[Excerpts from point annotation data]

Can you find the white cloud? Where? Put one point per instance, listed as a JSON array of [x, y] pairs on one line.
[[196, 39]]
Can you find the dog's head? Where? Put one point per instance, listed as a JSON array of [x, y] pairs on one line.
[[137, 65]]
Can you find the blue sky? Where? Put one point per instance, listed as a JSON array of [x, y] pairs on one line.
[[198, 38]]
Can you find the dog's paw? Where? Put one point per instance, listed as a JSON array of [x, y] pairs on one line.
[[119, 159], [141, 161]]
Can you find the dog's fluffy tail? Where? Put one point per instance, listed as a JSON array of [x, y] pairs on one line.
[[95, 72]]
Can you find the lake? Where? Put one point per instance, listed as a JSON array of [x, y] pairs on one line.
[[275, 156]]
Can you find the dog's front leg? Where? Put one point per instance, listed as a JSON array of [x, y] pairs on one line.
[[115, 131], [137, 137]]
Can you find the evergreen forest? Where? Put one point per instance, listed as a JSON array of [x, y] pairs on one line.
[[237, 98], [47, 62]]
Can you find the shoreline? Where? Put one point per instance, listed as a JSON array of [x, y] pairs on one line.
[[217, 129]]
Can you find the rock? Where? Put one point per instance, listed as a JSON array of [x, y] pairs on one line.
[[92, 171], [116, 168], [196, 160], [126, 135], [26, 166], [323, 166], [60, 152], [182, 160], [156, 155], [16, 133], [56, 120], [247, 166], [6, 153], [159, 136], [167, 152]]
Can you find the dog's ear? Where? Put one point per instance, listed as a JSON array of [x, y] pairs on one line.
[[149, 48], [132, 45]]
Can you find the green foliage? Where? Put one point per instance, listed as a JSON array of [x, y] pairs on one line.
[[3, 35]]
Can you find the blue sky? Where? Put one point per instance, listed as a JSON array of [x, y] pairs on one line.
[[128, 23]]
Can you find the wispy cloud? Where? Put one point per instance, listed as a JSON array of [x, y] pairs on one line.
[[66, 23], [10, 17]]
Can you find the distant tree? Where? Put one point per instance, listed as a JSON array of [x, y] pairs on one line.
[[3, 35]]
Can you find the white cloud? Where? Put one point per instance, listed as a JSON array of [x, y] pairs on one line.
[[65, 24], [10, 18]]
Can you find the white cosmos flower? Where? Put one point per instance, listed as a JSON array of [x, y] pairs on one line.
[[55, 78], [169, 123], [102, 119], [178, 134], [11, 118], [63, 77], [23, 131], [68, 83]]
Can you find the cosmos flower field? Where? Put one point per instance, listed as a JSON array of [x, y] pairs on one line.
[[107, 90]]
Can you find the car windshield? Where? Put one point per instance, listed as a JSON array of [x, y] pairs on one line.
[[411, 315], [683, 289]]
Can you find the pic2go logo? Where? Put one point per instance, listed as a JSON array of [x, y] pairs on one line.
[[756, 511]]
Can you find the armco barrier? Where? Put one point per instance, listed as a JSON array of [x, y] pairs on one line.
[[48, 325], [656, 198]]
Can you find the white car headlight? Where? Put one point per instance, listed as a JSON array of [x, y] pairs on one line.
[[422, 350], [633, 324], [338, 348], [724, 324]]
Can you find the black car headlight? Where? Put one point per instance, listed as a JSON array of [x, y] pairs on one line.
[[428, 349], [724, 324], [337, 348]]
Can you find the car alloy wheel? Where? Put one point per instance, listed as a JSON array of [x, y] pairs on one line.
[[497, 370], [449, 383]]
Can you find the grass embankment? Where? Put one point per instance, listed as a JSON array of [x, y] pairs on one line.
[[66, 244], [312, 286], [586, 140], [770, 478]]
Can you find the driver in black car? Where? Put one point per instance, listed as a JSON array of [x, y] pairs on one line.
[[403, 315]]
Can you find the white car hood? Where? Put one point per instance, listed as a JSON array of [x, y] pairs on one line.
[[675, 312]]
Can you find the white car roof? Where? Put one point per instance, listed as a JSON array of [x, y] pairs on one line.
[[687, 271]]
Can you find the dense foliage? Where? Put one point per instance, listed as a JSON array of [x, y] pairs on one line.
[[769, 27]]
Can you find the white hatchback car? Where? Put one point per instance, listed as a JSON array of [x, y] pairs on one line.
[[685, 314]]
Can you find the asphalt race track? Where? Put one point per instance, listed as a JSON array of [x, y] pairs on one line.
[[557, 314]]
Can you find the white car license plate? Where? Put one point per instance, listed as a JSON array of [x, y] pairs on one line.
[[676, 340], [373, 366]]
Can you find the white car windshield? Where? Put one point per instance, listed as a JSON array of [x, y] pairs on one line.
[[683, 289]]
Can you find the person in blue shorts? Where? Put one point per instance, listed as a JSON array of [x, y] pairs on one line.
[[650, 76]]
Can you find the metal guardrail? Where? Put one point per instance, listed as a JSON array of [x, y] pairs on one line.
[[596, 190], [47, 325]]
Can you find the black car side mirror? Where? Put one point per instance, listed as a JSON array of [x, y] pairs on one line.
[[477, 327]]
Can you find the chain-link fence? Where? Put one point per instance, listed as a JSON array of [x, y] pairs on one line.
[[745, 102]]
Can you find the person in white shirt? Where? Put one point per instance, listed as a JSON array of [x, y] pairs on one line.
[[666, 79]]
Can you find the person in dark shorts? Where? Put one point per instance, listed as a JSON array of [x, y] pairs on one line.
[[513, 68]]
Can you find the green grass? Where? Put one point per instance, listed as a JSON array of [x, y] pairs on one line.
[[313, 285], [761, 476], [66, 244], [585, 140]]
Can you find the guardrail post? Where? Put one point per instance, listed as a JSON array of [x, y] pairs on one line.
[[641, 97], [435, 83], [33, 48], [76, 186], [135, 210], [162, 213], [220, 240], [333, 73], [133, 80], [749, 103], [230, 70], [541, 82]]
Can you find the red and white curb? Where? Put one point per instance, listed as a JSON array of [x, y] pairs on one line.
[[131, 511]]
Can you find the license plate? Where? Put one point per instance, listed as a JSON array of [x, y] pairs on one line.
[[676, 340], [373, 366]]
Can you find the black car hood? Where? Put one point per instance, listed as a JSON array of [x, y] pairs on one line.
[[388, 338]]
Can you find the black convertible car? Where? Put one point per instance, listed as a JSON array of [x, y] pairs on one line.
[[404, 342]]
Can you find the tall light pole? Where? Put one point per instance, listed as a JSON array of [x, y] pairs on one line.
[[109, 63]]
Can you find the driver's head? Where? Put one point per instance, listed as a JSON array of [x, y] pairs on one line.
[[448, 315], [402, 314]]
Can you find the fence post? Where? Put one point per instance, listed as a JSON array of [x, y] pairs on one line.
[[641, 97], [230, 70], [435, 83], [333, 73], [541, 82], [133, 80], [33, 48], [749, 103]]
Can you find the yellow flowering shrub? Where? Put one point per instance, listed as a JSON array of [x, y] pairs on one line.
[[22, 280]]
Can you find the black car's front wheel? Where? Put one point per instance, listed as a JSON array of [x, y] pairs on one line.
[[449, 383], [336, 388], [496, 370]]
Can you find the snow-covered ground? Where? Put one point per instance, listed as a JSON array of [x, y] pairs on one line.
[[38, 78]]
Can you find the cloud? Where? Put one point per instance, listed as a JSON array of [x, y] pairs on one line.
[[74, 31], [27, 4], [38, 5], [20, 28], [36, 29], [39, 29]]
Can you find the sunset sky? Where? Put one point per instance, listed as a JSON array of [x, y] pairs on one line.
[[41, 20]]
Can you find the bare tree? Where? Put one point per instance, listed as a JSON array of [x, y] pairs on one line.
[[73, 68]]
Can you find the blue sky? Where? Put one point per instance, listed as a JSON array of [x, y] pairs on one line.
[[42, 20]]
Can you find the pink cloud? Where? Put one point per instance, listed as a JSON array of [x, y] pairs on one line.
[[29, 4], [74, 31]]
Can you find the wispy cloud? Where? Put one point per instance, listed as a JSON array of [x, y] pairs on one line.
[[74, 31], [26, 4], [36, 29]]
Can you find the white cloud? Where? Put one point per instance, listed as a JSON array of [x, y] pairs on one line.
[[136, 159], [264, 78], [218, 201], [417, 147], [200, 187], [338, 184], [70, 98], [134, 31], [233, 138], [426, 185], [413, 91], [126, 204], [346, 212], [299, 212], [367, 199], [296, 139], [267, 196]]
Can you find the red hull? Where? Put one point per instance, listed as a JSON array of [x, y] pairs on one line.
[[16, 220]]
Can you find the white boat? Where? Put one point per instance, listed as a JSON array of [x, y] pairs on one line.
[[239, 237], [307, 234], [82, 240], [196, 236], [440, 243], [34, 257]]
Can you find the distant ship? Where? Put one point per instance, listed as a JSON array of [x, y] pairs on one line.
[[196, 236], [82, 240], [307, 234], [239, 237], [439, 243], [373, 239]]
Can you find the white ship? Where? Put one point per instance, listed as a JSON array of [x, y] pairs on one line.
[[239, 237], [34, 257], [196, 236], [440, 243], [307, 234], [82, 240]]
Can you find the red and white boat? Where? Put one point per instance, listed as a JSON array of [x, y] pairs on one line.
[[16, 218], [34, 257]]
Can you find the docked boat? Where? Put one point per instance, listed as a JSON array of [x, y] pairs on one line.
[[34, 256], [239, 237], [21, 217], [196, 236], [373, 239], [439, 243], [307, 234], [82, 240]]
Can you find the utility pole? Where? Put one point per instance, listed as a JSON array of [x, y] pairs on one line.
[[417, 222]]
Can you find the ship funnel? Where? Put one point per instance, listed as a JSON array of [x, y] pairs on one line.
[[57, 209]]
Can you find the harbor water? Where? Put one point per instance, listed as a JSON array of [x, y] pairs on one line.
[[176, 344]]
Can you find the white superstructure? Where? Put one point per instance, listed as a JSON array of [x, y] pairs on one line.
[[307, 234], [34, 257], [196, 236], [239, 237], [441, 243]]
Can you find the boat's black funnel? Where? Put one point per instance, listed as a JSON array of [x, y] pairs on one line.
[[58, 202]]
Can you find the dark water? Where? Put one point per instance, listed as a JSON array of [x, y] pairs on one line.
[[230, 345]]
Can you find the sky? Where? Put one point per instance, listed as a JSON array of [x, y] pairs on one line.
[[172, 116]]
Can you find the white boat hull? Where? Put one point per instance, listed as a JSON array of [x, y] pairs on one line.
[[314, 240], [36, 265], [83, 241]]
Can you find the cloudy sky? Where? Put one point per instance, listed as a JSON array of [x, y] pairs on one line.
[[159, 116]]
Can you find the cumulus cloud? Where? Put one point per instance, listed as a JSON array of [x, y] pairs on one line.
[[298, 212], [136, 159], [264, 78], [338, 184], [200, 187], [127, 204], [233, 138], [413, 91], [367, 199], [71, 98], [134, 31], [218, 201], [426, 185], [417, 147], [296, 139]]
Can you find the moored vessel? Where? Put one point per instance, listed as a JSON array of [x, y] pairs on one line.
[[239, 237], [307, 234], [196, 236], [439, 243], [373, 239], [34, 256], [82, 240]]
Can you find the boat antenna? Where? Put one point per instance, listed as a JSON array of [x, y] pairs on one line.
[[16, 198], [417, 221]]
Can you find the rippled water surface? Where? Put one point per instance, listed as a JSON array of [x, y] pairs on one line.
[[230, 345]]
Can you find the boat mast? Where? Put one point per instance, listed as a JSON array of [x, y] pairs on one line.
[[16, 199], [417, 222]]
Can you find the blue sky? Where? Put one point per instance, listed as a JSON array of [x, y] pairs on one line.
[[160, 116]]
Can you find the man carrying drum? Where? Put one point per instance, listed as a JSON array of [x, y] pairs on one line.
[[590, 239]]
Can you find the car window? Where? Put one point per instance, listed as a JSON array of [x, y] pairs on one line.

## WHAT YOU HAVE TO DO
Rewrite the lines starting at the one containing "Can you find the yellow" and ending at the one containing "[[74, 31], [26, 4], [36, 29]]", with "bare tree" changed to "leafless tree" and everything else left as it is.

## ANSWER FOR THIS EXERCISE
Can you find the yellow flowering shrub? Where? Put one point per instance, listed as a JSON array of [x, y] pairs on one line.
[[22, 280]]
Can you find the black car's front wheel? Where? Put one point per instance, listed as a JSON array of [x, y] pairs on one line.
[[449, 383], [336, 388], [496, 370]]
Can you find the snow-covered ground? Where? Put one point per instance, listed as a JSON array of [x, y] pairs on one line.
[[38, 78]]
Can you find the cloud? Where? Put one point per instance, listed as a JSON array of [x, y] pairs on one line.
[[74, 31], [27, 4], [38, 5], [20, 28], [36, 29], [39, 29]]
Can you find the sunset sky? Where? Put one point per instance, listed as a JSON array of [x, y] pairs on one line.
[[41, 20]]
Can you find the leafless tree? Where? Put one point per instance, listed as a JSON array of [x, y] pairs on one line.
[[73, 68]]
Can you find the blue sky? Where? Put one point per instance, listed as a JSON array of [x, y] pairs on one line.
[[42, 20]]
Can you find the pink cloud? Where? Put one point per instance, listed as a JSON array of [x, y] pairs on one line.
[[29, 4], [74, 31]]
Can you find the wispy cloud? Where? Put one point per instance, listed as a JSON array of [x, y] pairs on one line.
[[74, 31], [26, 4], [36, 29]]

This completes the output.